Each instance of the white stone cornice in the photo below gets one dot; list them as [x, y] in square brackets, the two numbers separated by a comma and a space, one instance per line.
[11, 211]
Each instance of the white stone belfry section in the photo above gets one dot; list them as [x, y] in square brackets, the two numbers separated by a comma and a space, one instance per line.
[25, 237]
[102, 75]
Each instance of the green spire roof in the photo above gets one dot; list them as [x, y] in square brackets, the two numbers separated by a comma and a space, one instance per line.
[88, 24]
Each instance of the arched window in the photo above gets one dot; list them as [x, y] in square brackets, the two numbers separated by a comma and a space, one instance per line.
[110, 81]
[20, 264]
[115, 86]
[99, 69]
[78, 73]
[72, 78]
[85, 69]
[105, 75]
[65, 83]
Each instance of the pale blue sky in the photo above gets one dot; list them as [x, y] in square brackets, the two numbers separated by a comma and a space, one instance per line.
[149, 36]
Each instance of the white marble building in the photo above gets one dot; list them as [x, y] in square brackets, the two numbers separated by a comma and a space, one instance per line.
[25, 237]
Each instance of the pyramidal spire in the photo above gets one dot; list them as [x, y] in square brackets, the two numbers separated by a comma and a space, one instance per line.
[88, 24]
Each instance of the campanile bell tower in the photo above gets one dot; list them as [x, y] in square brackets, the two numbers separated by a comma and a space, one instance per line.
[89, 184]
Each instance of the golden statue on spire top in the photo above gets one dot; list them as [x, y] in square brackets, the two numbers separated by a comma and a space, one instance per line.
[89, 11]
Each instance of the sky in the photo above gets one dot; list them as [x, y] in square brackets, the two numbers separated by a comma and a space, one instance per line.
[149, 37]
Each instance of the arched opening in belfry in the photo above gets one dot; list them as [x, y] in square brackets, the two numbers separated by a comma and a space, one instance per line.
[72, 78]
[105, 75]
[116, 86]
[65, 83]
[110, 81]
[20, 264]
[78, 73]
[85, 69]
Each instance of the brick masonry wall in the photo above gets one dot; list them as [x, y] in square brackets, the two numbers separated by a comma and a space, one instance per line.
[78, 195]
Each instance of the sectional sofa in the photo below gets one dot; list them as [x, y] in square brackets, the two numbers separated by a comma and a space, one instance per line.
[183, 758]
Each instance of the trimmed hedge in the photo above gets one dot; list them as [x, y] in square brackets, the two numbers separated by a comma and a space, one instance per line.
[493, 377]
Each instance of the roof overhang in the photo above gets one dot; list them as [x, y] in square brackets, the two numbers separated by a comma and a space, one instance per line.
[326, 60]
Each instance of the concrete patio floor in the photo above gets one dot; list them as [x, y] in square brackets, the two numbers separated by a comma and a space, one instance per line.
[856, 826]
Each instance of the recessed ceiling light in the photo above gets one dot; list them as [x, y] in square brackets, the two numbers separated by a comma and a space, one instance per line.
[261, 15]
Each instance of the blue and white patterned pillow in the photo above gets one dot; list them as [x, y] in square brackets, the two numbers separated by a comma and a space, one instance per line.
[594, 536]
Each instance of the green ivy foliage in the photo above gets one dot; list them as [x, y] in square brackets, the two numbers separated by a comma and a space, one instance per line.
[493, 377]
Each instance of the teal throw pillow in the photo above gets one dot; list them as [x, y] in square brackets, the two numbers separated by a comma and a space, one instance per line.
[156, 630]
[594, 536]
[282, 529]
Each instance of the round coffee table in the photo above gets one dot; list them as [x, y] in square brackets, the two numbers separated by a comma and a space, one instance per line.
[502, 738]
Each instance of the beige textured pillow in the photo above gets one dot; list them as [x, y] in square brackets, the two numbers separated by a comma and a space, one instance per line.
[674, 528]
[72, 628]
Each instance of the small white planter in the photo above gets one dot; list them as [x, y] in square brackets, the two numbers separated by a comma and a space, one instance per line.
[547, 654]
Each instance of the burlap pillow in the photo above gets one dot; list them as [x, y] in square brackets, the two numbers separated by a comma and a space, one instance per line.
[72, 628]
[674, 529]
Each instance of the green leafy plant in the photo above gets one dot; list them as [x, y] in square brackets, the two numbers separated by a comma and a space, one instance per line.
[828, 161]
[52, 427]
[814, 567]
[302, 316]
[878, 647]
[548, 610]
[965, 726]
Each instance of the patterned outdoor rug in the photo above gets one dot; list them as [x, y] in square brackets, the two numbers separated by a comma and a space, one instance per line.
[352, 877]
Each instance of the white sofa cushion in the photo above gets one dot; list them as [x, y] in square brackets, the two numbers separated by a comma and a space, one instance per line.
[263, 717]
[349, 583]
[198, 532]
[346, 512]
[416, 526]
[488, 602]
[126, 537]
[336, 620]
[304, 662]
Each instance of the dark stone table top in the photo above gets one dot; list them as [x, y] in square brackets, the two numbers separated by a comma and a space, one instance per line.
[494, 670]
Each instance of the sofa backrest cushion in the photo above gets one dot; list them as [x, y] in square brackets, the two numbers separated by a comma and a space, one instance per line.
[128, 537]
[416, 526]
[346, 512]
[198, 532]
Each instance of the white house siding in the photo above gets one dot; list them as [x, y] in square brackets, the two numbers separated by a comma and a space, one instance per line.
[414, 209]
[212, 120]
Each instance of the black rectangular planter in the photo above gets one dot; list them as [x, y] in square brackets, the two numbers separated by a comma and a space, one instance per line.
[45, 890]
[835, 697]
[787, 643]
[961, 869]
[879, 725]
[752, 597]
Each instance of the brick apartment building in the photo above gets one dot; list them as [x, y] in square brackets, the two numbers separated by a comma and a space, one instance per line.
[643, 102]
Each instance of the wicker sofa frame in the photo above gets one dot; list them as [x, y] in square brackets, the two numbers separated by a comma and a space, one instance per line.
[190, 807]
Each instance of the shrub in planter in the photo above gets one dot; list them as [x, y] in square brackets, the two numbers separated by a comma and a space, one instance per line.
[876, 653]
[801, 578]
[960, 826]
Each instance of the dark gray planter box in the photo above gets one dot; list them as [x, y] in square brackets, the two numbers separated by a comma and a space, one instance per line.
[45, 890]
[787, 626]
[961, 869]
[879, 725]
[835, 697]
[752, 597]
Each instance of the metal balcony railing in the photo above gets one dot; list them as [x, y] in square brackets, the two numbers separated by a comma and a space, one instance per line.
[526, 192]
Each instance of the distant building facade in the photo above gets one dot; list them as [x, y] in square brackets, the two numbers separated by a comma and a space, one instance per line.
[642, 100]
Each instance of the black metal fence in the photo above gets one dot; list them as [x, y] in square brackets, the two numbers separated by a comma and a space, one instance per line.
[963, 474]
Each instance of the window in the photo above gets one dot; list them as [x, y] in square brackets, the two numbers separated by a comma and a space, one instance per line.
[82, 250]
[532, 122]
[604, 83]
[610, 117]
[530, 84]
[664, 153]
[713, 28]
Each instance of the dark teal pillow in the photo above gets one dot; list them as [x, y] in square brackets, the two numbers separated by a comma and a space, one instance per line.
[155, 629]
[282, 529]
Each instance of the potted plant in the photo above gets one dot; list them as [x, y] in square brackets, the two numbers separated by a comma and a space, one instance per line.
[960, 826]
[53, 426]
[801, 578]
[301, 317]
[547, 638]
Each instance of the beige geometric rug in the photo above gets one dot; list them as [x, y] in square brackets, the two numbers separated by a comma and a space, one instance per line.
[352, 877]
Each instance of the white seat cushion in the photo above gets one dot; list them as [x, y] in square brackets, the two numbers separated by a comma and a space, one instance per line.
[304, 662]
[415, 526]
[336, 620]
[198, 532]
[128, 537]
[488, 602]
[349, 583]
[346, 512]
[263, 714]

◆ ◆ ◆ ◆ ◆

Extract every line above exactly as it stands.

▶ **OUTPUT OF THE TASK**:
Each instance of the white stone cornice in the photo below gets one dot; list them as [x, y] in square brackets, the two numbers separated by a comma and a space, one instance per line.
[11, 211]
Each instance of the white stone belfry section in the photo above gets one dot; list them as [x, y] in square brackets, the two numbers separated by a comma and a space, one instance per line.
[25, 237]
[102, 75]
Each instance of the green spire roof in the photo above gets one dot; list them as [x, y] in square brackets, the two numbers separated by a comma and a space, one instance per line.
[88, 24]
Each instance of the arched window in the photo above gets one dot; list them as [x, y] in square brackets, the two numbers separated by a comma and a space, one instance per line.
[110, 81]
[20, 264]
[115, 86]
[99, 69]
[78, 73]
[72, 78]
[85, 69]
[105, 75]
[65, 83]
Each instance of the pale blue sky in the photo above gets one dot; list them as [x, y] in square brackets, the two numbers separated by a comma and a space, one instance per line.
[149, 36]
Each instance of the white marble building in the photo above gets one dot; list them as [x, y] in square brackets, the two numbers separated by a comma and a space, one instance per line.
[25, 237]
Each instance of the pyramidal spire in the photo above gets one dot; list them as [x, y] in square brackets, the two numbers separated by a comma and a space, one instance per line.
[88, 24]
Each instance of the campanile bell tower in the photo above gets one dot; list them as [x, y] in square brackets, the two numbers separated by a comma and a space, one instance per line.
[89, 184]
Each instance of the golden statue on spire top in the photo above gets one dot; list them as [x, y] in square brackets, the two numbers separated by a comma and a space, one instance per line.
[89, 11]
Each instance of the sky in the photo above gets one dot; list them as [x, y] in square brackets, the two numbers separated by a comma and a space, one instance per line.
[149, 37]
Each instance of the arched opening in belfry in the photo above gets one dot; list them as [x, y] in square brackets, the two numbers separated by a comma and a space, one instance per line.
[72, 78]
[105, 75]
[116, 86]
[65, 83]
[110, 81]
[20, 264]
[78, 73]
[85, 69]
Each instance of the brick masonry wall in the photo above gets one dot; list them as [x, y] in square brackets, the two numbers separated by a comma and a space, one instance per line.
[78, 195]
Each instance of the sectional sofa in the photo below gets one dot; list them as [x, y] in square brackets, the two numbers separated by a comma and a space, one instance per line.
[183, 758]
Each instance of the trimmed hedge in the photo above gets one dot; list them as [x, y] in square brackets, the two numbers separated by a comma and a space, one instance per line.
[493, 377]
Each instance of the roof overhang in the photo above gets one dot; list them as [x, y] in square brackets, the two numbers separated by a comma and a space, one instance per line.
[326, 60]
Each instance of the concrete patio floor in the photo above gets one dot; list them as [x, y] in square brackets, the two numbers separated by a comma and a space, one instance per line.
[856, 826]
Each instance of the recessed ceiling light in the photo above gets one dot; list them as [x, y] in square brackets, the two numbers separated by a comma and a space, one instance per line.
[261, 15]
Each instance of the blue and white patterned pillow in the photo above gets one dot; list them as [x, y] in square brackets, the two numbers separated by a comma and a space, one instance per line.
[594, 536]
Each instance of the green ivy foliage in the photo above gets one dot; list them as [x, y] in square brackets, the two numbers separated by a comma and a space, one instance per line.
[493, 377]
Each instance of the teal throw pillow in the photo above gets one dot; list them as [x, y] in square brackets, the two numbers separated by a comma and a space, one instance per line.
[156, 630]
[594, 536]
[282, 529]
Each instance of the round coffee table in the photo above gets one dot; list them as [x, y] in square brackets, the two numbers separated by a comma and a space, one instance per line.
[502, 738]
Each instance of the beige textured pillow in the photo above gets one dot; list them as [x, y] in square brackets, the two numbers separated by a comma and a space, one instance per line.
[674, 528]
[72, 628]
Each instance of the small white planter in the photo above gets one dot; list them as [x, y] in square brackets, the two numbers separated by a comma and a space, one instance per line.
[547, 654]
Each instance of the burlap pillow in the photo above gets one dot; list them as [x, y] in square brackets, the two numbers separated by a comma and a space, one instance per line.
[72, 628]
[674, 529]
Each instance of the green leafy plant in the photo above gets one dot; list them as [x, y] in square brackets, the two numbers separated by a comma and a space, one instance per line.
[828, 161]
[52, 427]
[814, 567]
[302, 316]
[878, 647]
[548, 610]
[965, 726]
Each instance of the patterned outdoor rug in the photo above gets one dot; list them as [x, y] in square brackets, the two numbers separated by a comma and a space, one instance per line.
[352, 877]
Each instance of the white sofa cushion in the photo above gets one dot; list them as [x, y] in square brackets, the two numbers separated by a comma and a space, one instance per line.
[263, 717]
[349, 583]
[198, 532]
[346, 512]
[416, 526]
[488, 602]
[126, 537]
[336, 620]
[304, 662]
Each instance of the dark stone table top in the photo above gets one dot; list them as [x, y] in square brackets, the two numbers separated by a comma and a space, one instance per line.
[494, 670]
Each instance of the sofa backrest cushion in the photo above gets one dot; list them as [x, y] in square brackets, the two numbers separated by a comma and a space, one instance per line.
[128, 537]
[416, 526]
[346, 512]
[198, 532]
Each instance of the white house siding in the photo above gets one dot; list them as [x, y] in square brackets, the two numbers separated by a comma and a space, one instance per line.
[414, 209]
[212, 120]
Each instance of the black rectangular planter in the photo above gets one dot; list them as [x, y] in square brackets, the two numbers separated by a comma and a space, one instance per line.
[45, 890]
[835, 697]
[787, 643]
[961, 869]
[879, 725]
[752, 597]
Each instance of the brick apartment building in the photo above gets one dot; list them as [x, y] in square brackets, the two numbers separated by a comma and a space, one instance per line.
[643, 102]
Each instance of the wicker sofa frame in the photo above gets one dot; list them as [x, y] in square brackets, the two numbers separated by a comma and a space, one instance per line.
[190, 807]
Each instance of the shrub in planter in the photo above gets one dot; list them as [x, y] in square brackets, the two numbers separated by a comma and a space, one instance per line.
[876, 653]
[801, 578]
[960, 826]
Each instance of the dark gray planter box in the photo above gets one dot; list them as [x, y] in square brackets, the two numbers separated by a comma and a space, one instance per line.
[45, 890]
[787, 626]
[961, 869]
[879, 725]
[835, 697]
[752, 597]
Each instance of the metal balcony railing in the photo above gets one dot; list them as [x, y] in square brackets, the two numbers separated by a comma and a space, one instance per line.
[526, 192]
Each instance of the distant building facade in the photo above gets one dot; list them as [x, y] in square brackets, the two numbers separated by a comma and a space, one instance per line.
[642, 100]
Each instance of the black metal fence in the photo above gets one dot; list them as [x, y] in square brackets, the two numbers separated by a comma and a space, one instance per line.
[963, 474]
Each instance of the window in the photo above gets one dot; list them as [x, y] in square brackets, the two numbers separated by a comma and a space, one instance per line.
[82, 250]
[532, 122]
[604, 83]
[610, 117]
[530, 84]
[664, 153]
[713, 28]
Each instance of the dark teal pillow in the photo above gets one dot; list them as [x, y] in square brackets, the two numbers separated by a comma and a space, one instance per line.
[155, 629]
[282, 529]
Each instance of the potted plant in the photo above gets one dot; list them as [x, y] in square brackets, the two numbers separated by a comma and a space, one instance per line.
[960, 826]
[53, 426]
[801, 578]
[301, 317]
[547, 638]
Each instance of the beige geometric rug in the photo above gets one dot; list them as [x, y] in square brackets, the two numbers separated by a comma and a space, one instance per line.
[352, 877]
Each instance of the white seat cushion in the photo above gets one dot; list them as [x, y] in square brackets, the two numbers separated by a comma and a space, one instance per line.
[304, 662]
[415, 526]
[336, 620]
[198, 532]
[128, 537]
[488, 602]
[349, 583]
[346, 512]
[263, 714]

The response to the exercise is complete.